## Begin ARTICLE

But netizens can breathe a little easier when they log on to their favorite sites as a police investigation into the claims found that most of the websites had not been hacked over the past month, or that they had been attacked without their subscribers' information being leaked.

The National Internet Information Office, the country's Internet watchdog, said on Jan 10 that four people had been detained by police and eight others had been punished after being found guilty of fabricating the rumor.

But there are still plenty of reasons to worry about online data security as personal information has more and more commercial value and hackers appear to be pervasive in cyberspace.

The Internet has witnessed rapid development, evolving from a one-dimensional information source to a multi-dimensional platform that routinely means handing over personal information to people sight unseen. But the safety of information is still far from satisfactory. Indeed, there are more and more alarm bells ringing.

With the boundaries between the virtual world and the real world gradually disappearing there are numerous opportunities for criminals to try and exploit. The existing laws and regulations concerning information security have not played their due role as a firewall in protecting online personal information.

To avoid netizens becoming the victims of online hacking, Internet companies should make greater efforts to protect the information on their websites and those found to be selling users' information or allowing users' information to be exposed should be punished according to the law.

It is imperative to establish new security standards and mechanisms in line with the phenomenal popularity of the Internet and a law on personal information protection should be introduced as soon as possible.

## End ARTICLE

--- TASK INSTRUCTIONS ---
• 1. In the article on online data security, how many people did police detain for fabricating the rumor?
• 2. Repeat the part of the article on online data security starting with "But netizens can" and going on through "information being leaked.".

## Begin GIVEN RECORDS

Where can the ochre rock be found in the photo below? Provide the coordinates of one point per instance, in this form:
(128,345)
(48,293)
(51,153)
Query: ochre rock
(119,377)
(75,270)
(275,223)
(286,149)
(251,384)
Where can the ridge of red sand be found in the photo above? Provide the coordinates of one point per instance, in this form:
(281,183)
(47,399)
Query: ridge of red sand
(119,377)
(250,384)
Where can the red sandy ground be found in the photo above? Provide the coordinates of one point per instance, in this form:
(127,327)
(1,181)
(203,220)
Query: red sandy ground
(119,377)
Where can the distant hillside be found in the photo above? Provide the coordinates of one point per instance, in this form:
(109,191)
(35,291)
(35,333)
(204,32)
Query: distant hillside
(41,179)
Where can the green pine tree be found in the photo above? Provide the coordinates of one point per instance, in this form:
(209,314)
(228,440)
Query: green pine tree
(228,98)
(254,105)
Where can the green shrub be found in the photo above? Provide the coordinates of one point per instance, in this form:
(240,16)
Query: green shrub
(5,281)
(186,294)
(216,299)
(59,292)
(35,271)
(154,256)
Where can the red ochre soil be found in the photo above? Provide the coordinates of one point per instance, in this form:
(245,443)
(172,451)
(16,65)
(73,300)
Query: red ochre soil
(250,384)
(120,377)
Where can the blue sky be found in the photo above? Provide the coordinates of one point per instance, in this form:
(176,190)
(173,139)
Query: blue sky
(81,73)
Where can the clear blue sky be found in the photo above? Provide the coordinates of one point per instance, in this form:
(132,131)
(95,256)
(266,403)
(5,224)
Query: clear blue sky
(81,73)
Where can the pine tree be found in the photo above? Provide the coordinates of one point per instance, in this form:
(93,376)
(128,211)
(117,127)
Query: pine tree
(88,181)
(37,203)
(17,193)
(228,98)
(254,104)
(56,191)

## End GIVEN RECORDS

--- OUTPUTS IN ORDER ---
• 1. Four people.

• 2.
But netizens can breathe a little easier when they log on to their favorite sites as a police investigation into the claims found that most of the websites had not been hacked over the past month, or that they had been attacked without their subscribers' information being leaked.